DOCUMENT EXCERPT:

"""

Muslim Author Addresses Prejudice in `My Name is Bilal’

c. 2005 Religion News Service (UNDATED) The way it started out, the way it was originally written, the child in the story only had to deal with a basic fear shared by kids everywhere. That maybe, because he wasn’t exactly like them, he wouldn’t be liked or accepted by his peers. But events took a […]

c. 2005 Religion News Service

(UNDATED) The way it started out, the way it was originally written, the child in the story only had to deal with a basic fear shared by kids everywhere. That maybe, because he wasn’t exactly like them, he wouldn’t be liked or accepted by his peers.

But events took a hand, and the story subtly changed in a way its author could not have foreseen.


Instead of just worrying about being accepted by his grade school classmates, the boy in her story has to face the real fear that something bad might happen to him because of who he is, an American Muslim.

His fictional story is told in a book called “My Name Is Bilal,” newly published by Boyds Mills Press. Its author, Dr. Asma Mobin-Uddin, is an Ohio pediatrician who wrote it out of necessity _ first for her own three children, but now for a much wider audience.

“I had taken some time off from my practice when I had my kids,” she said in an interview, “and I was trying to look for books that would reflect Islamic themes or Muslim-American characters.”

"""

THE PROBLEM: According to the article on "My Name Is Bilal," what is the author's profession, and in which state does she work?

SUPPLIED DATA:
"""

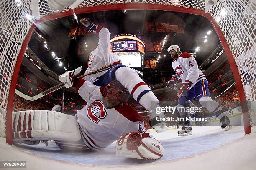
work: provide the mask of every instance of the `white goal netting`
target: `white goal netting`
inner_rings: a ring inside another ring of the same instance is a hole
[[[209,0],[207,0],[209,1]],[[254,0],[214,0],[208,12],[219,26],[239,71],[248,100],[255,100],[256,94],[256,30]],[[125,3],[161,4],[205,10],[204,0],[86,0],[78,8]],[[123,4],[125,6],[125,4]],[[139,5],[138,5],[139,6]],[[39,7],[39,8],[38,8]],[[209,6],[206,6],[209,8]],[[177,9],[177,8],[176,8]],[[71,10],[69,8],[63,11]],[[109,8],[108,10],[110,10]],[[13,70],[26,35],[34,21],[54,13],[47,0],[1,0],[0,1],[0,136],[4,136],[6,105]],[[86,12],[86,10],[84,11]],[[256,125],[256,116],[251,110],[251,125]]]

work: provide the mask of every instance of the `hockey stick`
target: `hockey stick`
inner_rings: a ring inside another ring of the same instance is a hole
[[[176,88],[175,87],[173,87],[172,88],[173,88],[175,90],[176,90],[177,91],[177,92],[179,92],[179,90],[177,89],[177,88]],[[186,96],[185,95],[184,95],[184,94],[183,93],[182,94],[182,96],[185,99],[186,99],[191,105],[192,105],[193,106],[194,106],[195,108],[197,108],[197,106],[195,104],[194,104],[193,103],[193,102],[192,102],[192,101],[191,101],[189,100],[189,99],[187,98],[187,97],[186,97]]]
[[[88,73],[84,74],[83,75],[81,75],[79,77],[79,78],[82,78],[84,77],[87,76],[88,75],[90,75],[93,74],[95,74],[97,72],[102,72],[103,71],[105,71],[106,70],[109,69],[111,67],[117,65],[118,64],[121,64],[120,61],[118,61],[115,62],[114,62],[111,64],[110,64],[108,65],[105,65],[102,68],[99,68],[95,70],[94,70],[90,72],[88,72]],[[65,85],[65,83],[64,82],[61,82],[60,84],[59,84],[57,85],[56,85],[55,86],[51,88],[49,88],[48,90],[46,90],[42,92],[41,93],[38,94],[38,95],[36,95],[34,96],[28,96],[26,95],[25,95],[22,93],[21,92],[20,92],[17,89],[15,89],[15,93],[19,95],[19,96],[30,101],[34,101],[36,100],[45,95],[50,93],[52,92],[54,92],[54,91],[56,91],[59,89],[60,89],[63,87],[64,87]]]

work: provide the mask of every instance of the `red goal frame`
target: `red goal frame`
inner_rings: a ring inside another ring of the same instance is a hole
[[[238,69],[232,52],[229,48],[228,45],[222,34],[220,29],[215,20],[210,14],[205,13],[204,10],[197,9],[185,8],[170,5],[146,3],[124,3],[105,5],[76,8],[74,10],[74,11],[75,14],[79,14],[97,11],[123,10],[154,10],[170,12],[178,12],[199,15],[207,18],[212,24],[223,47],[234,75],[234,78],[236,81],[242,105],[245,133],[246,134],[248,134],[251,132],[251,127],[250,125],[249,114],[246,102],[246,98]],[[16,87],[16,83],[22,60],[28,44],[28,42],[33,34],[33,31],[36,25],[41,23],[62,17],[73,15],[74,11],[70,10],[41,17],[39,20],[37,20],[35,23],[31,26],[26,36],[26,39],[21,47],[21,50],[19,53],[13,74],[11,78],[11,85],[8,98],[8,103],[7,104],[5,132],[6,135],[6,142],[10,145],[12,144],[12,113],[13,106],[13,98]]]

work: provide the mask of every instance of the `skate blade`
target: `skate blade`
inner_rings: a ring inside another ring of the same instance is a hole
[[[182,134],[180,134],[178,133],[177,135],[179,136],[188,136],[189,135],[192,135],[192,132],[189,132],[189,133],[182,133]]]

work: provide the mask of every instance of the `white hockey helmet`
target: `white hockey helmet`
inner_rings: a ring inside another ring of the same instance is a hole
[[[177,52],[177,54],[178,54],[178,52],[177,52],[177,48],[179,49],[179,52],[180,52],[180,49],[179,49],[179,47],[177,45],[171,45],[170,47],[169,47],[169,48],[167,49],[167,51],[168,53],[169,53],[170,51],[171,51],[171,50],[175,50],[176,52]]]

"""
"""

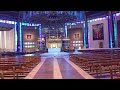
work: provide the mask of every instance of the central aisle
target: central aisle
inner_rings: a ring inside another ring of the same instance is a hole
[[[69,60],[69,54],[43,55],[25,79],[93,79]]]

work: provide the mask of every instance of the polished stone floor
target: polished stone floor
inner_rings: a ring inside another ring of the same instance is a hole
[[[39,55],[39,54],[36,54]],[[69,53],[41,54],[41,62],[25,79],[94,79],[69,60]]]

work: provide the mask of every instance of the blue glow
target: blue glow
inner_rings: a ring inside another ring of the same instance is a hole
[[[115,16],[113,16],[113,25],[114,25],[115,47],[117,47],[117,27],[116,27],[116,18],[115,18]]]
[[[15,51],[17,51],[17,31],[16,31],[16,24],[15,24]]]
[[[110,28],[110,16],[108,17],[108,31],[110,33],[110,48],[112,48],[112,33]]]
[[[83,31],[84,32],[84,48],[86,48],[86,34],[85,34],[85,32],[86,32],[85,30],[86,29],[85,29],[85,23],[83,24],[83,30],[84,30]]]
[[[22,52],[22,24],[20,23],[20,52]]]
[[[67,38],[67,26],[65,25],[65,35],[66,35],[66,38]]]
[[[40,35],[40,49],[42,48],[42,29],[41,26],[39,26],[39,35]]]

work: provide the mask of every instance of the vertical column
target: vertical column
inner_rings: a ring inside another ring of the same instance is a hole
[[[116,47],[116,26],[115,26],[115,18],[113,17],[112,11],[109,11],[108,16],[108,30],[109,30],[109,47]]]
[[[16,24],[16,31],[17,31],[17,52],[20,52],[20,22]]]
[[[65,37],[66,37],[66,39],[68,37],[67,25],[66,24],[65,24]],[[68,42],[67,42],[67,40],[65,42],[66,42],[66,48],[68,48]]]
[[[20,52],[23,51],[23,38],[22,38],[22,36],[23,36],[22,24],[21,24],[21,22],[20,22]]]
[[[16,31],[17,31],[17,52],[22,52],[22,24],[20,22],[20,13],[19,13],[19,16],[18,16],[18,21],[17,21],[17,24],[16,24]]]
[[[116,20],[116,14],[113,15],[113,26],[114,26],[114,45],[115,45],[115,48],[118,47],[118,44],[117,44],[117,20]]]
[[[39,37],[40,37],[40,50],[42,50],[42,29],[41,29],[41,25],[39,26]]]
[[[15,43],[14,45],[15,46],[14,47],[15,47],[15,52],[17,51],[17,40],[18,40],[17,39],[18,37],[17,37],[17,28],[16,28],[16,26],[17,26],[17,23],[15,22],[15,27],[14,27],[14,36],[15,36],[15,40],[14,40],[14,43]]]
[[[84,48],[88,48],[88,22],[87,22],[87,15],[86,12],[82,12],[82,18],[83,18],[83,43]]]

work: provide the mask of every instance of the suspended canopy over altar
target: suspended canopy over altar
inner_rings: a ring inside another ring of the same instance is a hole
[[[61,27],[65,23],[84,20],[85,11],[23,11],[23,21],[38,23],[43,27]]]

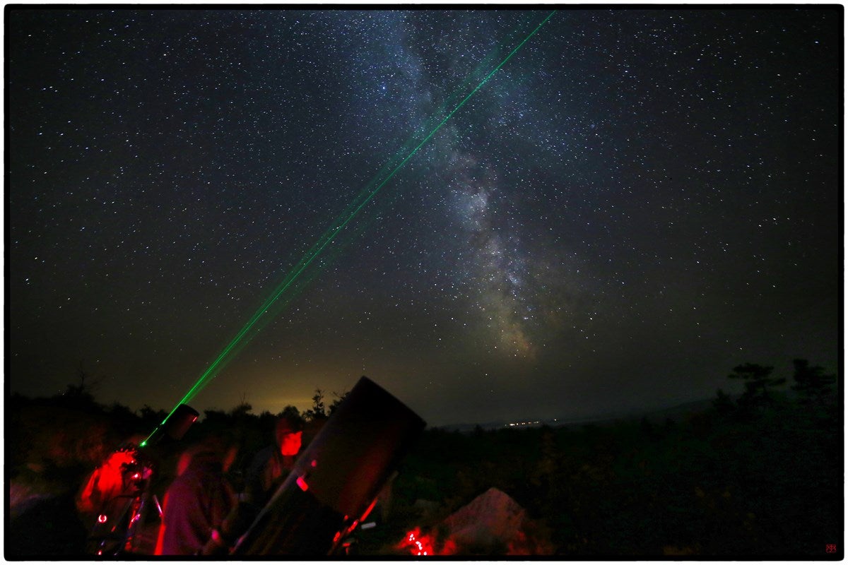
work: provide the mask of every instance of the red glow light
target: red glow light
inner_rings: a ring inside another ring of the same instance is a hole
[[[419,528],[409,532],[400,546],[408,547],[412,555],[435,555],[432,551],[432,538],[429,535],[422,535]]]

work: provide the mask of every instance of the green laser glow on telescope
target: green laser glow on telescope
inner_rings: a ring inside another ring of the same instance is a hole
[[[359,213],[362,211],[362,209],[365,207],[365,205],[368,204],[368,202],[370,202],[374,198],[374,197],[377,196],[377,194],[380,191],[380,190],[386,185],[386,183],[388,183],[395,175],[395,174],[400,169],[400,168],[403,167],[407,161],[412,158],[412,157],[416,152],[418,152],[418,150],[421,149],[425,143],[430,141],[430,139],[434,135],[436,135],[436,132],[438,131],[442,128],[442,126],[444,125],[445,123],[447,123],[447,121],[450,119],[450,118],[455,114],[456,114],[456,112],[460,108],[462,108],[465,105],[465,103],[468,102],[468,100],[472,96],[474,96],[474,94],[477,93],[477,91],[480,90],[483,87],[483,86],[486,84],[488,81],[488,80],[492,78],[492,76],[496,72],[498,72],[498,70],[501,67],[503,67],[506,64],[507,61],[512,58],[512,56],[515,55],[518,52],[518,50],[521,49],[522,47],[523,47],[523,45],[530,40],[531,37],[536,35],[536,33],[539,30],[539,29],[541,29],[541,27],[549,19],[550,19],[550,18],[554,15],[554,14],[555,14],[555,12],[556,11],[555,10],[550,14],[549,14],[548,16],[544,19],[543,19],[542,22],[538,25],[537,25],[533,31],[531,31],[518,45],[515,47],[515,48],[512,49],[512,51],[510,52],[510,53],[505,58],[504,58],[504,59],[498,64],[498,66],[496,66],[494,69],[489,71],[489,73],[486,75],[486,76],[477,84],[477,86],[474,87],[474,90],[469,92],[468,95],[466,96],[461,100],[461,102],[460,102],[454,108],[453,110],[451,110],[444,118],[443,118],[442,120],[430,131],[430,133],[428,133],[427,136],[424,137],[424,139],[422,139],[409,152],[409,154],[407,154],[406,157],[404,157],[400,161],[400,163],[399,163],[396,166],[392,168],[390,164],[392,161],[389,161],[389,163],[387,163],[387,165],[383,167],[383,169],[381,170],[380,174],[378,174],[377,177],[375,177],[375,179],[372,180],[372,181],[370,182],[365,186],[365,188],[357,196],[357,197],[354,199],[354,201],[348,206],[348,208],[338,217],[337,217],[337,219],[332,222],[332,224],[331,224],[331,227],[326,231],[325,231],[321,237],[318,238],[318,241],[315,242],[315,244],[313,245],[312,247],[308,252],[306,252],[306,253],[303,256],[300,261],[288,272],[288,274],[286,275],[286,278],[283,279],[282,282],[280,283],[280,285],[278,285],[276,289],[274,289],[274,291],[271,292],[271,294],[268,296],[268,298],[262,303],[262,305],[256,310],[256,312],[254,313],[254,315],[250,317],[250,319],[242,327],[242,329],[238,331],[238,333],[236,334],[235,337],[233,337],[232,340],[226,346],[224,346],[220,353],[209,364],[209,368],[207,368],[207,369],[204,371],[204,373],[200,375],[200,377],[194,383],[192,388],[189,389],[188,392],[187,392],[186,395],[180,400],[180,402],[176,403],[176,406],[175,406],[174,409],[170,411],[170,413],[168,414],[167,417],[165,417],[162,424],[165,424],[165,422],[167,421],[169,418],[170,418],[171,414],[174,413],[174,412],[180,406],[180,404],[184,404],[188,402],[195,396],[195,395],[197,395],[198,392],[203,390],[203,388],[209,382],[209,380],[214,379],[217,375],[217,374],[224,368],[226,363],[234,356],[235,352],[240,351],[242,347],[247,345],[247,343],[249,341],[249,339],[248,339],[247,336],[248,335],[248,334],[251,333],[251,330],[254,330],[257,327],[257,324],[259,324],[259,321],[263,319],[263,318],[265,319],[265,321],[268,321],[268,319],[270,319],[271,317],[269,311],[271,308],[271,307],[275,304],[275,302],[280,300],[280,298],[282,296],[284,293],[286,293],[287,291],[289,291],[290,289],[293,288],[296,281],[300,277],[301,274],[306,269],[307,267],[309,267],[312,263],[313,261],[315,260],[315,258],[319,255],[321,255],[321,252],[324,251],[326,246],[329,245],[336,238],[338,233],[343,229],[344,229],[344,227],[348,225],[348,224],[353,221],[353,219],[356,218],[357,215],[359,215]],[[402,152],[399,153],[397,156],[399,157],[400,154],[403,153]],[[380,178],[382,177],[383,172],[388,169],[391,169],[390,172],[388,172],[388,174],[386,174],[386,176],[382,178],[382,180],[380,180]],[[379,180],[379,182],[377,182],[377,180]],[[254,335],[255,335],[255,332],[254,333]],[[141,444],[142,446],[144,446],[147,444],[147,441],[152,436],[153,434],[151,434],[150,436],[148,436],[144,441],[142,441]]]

"""

THE ANSWER: She is a pediatrician in Ohio.